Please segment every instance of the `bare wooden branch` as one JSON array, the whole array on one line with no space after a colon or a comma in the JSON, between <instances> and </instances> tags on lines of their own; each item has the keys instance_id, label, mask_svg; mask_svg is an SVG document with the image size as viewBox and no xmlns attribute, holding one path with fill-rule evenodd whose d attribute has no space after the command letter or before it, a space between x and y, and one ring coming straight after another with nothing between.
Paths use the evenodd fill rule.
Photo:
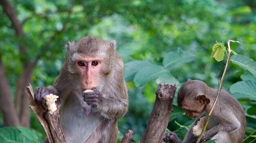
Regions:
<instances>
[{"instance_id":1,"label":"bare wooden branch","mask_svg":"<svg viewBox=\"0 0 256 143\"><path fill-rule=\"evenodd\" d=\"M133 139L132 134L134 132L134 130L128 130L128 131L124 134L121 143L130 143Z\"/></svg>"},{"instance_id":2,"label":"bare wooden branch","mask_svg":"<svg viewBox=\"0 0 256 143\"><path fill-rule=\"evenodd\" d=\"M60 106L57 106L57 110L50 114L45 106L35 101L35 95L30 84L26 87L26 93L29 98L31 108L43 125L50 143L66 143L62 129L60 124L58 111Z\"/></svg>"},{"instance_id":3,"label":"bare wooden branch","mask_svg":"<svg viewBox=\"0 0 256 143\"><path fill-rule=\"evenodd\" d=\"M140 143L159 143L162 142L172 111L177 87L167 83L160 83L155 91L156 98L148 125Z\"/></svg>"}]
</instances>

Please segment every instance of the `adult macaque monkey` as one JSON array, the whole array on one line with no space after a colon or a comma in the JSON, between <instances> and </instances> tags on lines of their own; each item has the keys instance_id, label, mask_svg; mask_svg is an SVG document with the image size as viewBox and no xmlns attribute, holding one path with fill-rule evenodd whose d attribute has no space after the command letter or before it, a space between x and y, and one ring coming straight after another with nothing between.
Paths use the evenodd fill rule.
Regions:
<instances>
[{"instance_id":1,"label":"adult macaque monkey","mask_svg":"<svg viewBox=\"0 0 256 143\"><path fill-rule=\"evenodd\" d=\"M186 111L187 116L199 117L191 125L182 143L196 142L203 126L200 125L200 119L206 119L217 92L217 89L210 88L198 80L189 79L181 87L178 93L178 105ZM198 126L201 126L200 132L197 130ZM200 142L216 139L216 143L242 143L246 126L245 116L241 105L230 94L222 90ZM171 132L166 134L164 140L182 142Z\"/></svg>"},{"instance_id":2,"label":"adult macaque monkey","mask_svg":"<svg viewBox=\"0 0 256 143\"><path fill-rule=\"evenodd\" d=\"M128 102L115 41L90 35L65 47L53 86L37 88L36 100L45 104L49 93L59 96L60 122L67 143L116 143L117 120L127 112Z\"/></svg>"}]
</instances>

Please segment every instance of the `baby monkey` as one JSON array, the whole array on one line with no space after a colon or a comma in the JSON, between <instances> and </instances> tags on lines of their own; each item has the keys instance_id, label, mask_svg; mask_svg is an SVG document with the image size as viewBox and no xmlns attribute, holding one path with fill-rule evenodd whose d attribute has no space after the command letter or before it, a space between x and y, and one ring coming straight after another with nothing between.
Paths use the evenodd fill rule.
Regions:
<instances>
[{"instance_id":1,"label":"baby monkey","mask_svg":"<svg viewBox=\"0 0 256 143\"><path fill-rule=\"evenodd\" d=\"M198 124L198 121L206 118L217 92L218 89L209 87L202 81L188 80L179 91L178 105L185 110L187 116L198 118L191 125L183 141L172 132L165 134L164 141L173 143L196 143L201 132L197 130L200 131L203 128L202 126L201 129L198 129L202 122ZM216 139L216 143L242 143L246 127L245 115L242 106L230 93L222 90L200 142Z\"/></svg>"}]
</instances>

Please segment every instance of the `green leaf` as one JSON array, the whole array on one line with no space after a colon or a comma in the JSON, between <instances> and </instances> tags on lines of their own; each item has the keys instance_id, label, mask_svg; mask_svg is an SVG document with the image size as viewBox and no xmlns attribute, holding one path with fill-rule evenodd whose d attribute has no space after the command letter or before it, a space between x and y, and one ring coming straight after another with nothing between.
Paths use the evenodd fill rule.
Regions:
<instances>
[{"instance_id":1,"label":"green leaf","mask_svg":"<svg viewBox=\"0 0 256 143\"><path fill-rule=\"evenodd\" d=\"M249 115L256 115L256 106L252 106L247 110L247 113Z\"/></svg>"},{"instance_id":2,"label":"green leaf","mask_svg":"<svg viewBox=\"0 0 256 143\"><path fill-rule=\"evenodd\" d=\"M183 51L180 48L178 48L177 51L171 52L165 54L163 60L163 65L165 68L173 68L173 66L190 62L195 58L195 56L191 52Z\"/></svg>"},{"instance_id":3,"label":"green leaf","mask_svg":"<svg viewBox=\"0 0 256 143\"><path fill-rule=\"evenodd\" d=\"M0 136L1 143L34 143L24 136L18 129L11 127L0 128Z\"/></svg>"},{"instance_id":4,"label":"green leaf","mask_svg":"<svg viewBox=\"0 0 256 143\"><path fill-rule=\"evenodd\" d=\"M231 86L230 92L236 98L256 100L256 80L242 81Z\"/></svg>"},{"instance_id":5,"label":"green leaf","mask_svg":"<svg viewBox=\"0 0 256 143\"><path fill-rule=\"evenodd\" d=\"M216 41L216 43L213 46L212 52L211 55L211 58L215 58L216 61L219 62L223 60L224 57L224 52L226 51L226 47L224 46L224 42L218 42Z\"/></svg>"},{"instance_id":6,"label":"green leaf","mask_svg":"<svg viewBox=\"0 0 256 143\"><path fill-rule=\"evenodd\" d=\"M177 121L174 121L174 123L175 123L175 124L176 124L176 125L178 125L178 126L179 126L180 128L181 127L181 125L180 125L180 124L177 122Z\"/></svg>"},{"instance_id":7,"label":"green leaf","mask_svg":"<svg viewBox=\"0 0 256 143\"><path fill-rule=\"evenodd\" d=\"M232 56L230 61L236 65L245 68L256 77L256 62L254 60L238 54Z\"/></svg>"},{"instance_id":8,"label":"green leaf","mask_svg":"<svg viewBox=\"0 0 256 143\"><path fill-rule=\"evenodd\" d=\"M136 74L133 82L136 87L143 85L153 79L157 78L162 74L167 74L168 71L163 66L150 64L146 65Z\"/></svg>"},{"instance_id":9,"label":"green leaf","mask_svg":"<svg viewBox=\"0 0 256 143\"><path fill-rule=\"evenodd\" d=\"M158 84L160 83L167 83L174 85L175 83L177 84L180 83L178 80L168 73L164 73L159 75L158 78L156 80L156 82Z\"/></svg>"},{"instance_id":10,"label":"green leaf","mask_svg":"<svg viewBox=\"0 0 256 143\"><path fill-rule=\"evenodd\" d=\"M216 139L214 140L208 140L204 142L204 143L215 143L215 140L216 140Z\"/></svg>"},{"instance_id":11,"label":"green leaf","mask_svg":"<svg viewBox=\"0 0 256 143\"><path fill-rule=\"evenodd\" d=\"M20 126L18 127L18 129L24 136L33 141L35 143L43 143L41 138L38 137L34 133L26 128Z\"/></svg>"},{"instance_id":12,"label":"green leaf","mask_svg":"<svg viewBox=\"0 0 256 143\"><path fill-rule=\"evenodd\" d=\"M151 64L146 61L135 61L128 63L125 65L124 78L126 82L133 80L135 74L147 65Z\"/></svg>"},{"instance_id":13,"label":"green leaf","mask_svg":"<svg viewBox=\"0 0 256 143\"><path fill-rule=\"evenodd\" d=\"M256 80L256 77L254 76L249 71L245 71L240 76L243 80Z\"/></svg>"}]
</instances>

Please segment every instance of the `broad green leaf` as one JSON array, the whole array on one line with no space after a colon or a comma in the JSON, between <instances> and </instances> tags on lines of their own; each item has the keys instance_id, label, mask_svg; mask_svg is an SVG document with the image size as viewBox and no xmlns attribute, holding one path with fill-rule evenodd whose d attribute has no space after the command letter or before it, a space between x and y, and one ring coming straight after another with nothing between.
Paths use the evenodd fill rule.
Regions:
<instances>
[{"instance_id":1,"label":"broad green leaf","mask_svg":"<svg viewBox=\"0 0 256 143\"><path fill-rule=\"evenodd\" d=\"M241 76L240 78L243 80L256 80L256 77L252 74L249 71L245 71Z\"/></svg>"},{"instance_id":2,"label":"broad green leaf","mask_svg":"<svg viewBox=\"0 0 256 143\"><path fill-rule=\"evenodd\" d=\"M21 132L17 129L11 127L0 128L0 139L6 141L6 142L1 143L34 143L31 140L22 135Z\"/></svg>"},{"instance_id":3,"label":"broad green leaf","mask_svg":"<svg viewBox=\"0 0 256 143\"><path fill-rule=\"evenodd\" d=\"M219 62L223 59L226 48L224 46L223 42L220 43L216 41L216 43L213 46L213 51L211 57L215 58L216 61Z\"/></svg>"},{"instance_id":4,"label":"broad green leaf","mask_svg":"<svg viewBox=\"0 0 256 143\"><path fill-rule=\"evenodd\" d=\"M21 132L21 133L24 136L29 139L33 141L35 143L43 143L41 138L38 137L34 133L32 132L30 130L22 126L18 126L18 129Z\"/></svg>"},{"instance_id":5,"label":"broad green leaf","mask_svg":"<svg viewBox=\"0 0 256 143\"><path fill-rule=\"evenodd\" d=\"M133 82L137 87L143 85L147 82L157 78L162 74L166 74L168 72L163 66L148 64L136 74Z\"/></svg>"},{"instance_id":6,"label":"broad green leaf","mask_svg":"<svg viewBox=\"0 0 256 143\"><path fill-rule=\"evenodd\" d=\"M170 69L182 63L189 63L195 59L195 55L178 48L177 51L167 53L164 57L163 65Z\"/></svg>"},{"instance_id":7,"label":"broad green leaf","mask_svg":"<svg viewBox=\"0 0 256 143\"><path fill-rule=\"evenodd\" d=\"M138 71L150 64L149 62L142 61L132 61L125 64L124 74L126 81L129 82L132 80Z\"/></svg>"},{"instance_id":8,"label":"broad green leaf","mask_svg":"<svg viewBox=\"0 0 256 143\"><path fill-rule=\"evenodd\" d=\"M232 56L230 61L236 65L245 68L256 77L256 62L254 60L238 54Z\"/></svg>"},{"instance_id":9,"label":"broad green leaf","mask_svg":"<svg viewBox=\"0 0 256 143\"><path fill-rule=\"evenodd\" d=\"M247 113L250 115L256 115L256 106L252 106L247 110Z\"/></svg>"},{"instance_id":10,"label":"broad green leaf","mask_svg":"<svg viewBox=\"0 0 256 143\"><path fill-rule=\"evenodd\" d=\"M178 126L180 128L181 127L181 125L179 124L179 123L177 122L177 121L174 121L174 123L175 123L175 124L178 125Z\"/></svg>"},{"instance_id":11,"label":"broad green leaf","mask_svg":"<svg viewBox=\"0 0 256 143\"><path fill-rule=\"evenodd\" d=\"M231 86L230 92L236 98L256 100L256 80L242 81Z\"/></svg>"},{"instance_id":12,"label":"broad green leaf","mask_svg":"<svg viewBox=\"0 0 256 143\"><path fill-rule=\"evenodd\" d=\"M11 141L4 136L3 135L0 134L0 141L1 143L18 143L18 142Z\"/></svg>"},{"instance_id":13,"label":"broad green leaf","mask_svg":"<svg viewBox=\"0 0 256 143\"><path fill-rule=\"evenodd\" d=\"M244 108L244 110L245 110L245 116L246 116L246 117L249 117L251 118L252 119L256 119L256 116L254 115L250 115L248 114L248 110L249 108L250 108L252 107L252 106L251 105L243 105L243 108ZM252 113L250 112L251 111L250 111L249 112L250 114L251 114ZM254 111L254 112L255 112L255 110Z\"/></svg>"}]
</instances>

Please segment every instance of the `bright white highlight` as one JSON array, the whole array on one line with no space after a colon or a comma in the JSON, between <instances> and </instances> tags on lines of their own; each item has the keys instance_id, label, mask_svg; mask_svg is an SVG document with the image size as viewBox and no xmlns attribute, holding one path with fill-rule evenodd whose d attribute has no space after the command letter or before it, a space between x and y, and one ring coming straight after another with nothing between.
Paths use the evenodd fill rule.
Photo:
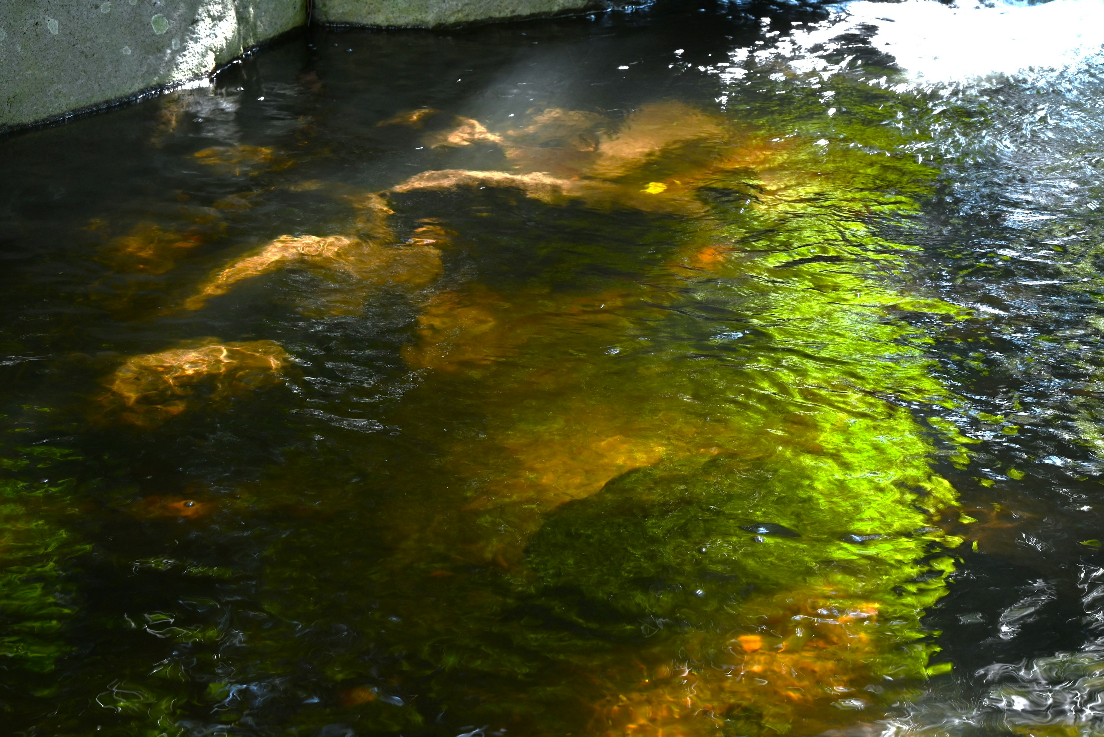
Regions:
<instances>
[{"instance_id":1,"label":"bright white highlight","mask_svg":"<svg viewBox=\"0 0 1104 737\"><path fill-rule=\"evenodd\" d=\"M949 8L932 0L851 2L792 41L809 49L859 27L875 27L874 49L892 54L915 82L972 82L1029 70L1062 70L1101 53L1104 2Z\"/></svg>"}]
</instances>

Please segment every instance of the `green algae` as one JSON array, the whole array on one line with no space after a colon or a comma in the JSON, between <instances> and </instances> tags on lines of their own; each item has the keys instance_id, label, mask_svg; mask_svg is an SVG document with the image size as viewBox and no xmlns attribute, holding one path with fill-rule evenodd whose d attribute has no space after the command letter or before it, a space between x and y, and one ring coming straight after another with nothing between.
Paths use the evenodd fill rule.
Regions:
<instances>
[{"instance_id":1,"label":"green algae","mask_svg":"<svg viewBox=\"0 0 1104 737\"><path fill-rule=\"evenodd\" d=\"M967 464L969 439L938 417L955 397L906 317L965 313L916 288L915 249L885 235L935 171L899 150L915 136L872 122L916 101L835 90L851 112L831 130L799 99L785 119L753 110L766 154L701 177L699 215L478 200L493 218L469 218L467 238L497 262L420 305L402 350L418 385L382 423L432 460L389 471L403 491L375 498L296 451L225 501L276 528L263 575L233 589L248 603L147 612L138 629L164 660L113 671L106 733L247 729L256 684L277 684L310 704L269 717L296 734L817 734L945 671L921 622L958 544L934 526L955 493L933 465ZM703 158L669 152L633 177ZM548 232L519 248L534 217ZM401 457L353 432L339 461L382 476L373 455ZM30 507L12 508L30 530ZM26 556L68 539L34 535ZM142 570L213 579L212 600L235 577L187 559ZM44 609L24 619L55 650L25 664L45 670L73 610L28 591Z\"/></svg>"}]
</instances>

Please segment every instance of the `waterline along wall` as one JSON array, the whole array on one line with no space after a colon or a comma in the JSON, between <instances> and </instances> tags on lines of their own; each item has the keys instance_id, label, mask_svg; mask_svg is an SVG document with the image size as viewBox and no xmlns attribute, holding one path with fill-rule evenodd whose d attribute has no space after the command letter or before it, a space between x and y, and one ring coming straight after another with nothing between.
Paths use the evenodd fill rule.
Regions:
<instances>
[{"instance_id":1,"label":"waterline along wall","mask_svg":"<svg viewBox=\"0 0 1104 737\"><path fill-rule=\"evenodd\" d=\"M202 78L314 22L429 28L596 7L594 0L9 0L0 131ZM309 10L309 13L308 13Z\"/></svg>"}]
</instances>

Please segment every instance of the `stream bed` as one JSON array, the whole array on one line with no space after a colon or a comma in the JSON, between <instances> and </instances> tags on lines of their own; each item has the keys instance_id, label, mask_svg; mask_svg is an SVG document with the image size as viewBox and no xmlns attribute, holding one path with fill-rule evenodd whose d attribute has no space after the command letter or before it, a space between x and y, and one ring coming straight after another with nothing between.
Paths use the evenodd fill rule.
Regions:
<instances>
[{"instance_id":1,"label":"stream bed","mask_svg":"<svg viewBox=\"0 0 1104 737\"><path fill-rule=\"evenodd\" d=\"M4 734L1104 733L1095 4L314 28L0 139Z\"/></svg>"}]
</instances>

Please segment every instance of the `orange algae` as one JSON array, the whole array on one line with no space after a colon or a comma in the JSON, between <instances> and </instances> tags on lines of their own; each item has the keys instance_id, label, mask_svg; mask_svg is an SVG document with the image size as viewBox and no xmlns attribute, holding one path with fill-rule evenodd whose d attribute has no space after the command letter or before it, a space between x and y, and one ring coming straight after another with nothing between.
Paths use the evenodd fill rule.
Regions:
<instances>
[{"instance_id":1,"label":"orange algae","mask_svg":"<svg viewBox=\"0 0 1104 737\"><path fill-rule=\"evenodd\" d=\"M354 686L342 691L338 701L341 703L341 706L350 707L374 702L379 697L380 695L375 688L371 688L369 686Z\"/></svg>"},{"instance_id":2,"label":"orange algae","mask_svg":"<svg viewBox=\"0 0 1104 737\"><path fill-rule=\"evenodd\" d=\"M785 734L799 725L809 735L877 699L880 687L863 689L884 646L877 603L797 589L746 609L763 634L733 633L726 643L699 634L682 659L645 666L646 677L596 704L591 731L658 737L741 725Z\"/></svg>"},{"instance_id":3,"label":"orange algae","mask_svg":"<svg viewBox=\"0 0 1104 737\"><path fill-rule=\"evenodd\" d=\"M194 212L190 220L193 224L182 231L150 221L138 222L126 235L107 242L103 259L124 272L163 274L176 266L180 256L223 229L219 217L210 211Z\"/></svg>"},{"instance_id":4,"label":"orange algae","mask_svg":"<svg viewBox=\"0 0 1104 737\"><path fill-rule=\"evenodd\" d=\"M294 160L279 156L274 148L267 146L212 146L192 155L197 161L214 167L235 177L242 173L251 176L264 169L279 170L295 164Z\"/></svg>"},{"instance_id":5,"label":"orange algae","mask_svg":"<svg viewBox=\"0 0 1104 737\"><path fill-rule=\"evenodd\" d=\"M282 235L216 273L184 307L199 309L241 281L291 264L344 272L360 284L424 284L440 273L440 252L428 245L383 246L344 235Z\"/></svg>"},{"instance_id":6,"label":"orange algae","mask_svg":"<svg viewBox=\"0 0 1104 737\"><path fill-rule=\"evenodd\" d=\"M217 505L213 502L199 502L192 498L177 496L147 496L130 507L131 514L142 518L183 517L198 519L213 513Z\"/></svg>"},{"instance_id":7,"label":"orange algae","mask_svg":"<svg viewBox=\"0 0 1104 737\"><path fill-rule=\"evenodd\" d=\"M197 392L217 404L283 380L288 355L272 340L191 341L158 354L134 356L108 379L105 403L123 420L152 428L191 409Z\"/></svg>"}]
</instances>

## SET PROBLEM:
State how many lines in the entries above contain the string "wooden", counting only matches in the same case. Give only the number.

## PROBLEM SOLUTION:
2